**TASK INPUT:**

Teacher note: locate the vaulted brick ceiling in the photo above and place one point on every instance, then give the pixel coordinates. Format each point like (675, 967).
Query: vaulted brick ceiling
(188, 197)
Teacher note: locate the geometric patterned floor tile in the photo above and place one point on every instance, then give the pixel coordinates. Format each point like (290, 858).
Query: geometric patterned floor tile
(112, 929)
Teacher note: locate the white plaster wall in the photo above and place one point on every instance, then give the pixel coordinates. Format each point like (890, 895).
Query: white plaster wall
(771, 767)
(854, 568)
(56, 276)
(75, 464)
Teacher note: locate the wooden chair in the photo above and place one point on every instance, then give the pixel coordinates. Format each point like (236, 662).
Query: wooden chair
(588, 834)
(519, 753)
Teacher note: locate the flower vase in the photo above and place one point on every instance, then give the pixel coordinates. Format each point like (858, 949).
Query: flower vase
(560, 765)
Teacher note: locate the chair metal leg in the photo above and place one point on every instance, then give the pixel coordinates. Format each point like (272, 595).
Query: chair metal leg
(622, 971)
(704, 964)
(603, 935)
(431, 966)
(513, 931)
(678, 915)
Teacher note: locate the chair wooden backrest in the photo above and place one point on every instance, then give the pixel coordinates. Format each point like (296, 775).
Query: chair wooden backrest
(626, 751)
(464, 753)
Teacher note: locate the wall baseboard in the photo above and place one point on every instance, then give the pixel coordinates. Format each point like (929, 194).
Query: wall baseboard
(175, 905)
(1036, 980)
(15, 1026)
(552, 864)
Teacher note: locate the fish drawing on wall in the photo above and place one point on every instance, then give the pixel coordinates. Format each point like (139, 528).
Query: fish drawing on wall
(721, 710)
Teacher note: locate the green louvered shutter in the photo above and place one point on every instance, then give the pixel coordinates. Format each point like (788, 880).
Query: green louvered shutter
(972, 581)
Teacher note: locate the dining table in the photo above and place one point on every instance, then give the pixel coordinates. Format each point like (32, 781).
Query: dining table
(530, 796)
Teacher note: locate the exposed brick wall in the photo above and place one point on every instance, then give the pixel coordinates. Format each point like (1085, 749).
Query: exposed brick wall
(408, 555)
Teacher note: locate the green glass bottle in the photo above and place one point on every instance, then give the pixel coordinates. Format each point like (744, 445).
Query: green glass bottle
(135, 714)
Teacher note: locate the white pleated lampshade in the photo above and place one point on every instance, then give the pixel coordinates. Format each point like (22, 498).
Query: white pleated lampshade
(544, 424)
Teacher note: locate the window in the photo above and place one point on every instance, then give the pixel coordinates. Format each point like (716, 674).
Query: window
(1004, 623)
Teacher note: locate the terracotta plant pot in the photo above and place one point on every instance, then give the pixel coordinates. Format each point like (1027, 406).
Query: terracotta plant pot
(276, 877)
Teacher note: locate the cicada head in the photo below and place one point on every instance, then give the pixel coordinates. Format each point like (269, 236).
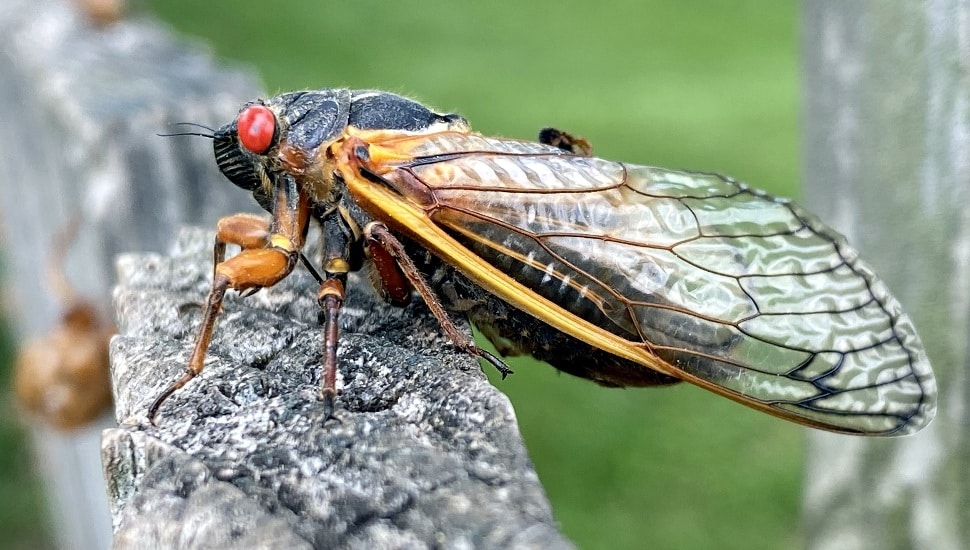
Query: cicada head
(254, 150)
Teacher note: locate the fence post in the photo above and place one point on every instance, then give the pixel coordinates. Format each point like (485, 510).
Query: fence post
(887, 161)
(81, 105)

**WHAT IS EXPECTED:**
The line containing "Teacher note: locate the green glass" and each line after it through the end of the listing above are to be written out exactly, without the pictures.

**RESPONSE AREA:**
Teacher note: locate the green glass bottle in the photo above and place one point on every instance, then give the pixel coordinates. Format each point like (744, 445).
Query: green glass bottle
(135, 714)
Teacher note: locate the white pleated lampshade in the photo above and place one point on every instance, then give the pixel coordinates. Format each point like (22, 498).
Query: white pleated lampshade
(544, 424)
Teacher note: locate the window in the photo above and place one point on every instance, then give the pixel coordinates. Format each point like (716, 674).
Query: window
(1004, 623)
Teacher note: locate the terracotta plant pot in the photo above and place one point on every instance, then give the pixel coordinates. Format each point like (1027, 406).
Query: terracotta plant pot
(276, 877)
Teacher note: locate the cicada head in the photo below and place one point on every instance, then give the pixel coordinates. Format each point like (269, 236).
Query: cicada head
(254, 150)
Teacher note: locate the fence post in the photo above and place one point on every instance, then give the pixel coordinates. Format each point like (485, 510).
Query: fence post
(887, 161)
(81, 105)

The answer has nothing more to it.